#### [WHAT THE TASK ASKS]
Print the data below from the line holding "Target: chili paste" through its final line, inclusive, copying each line exactly and leaving out the pictures.

#### [EXTRACTED MATERIAL]
_ _ _ _ _ _ _
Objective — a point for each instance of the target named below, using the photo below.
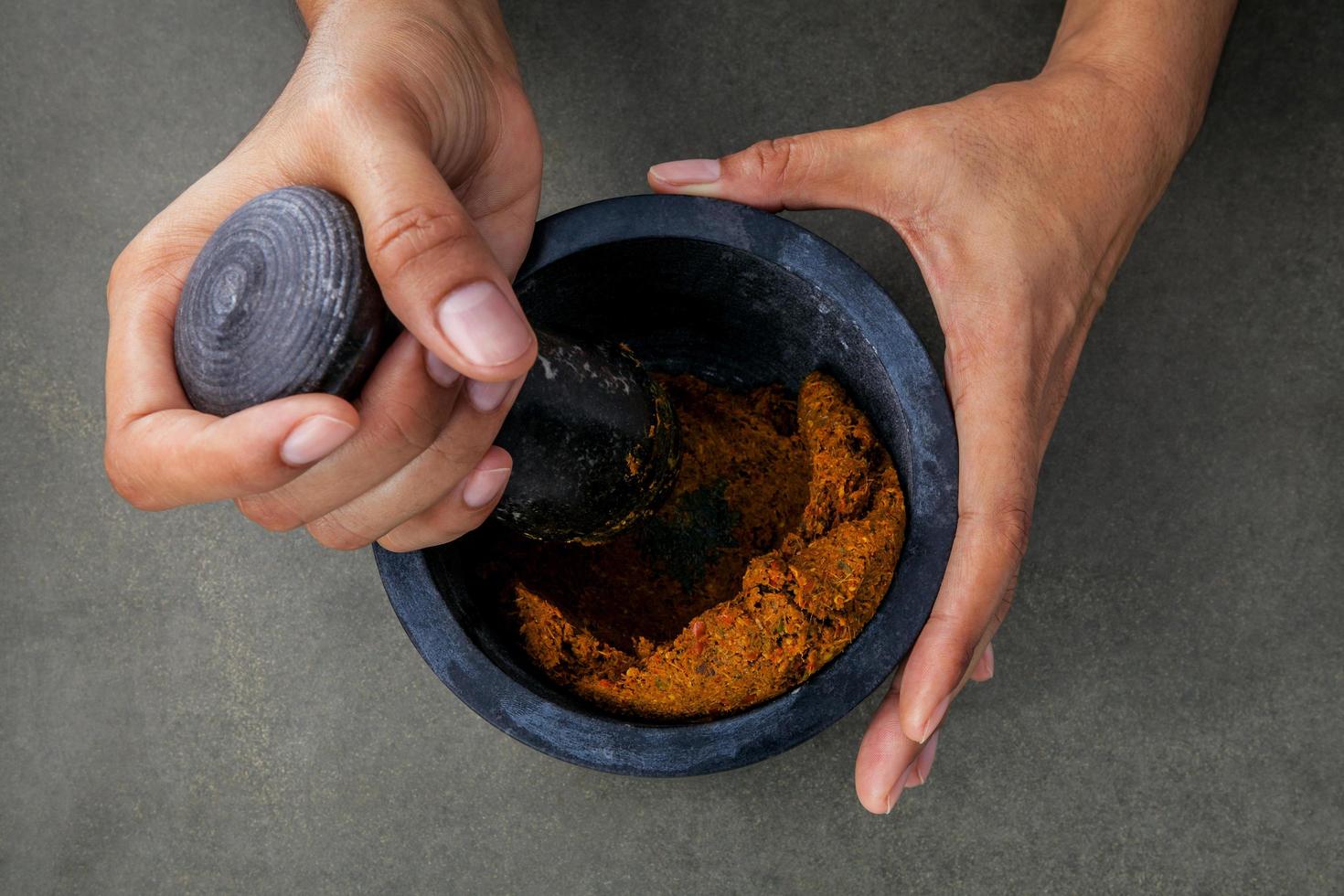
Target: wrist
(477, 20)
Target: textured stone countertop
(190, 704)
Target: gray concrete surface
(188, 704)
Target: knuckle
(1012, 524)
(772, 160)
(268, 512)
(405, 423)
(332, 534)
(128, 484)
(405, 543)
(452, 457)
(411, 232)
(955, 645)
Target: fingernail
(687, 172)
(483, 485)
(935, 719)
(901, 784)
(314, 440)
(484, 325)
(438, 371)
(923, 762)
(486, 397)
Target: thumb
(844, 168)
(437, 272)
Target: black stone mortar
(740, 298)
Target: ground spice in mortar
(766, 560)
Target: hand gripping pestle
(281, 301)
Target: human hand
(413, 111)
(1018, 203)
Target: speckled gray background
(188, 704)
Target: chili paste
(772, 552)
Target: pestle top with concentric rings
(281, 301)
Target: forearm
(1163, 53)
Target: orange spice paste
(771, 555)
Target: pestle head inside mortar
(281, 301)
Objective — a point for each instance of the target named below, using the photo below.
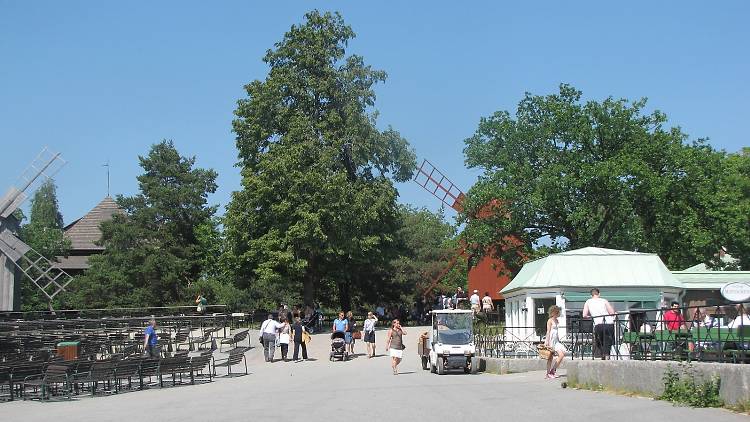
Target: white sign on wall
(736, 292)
_ _ _ _ _ _ _
#### [ANSWER]
Target: chili paste
(772, 552)
Target: pestle top with concentric rings
(281, 301)
Target: forearm
(1163, 53)
Target: orange spice paste
(771, 555)
Target: pestle head inside mortar
(281, 301)
Objective — a point for each instance of the target named below, using the photo below.
Target: white sign on wall
(736, 292)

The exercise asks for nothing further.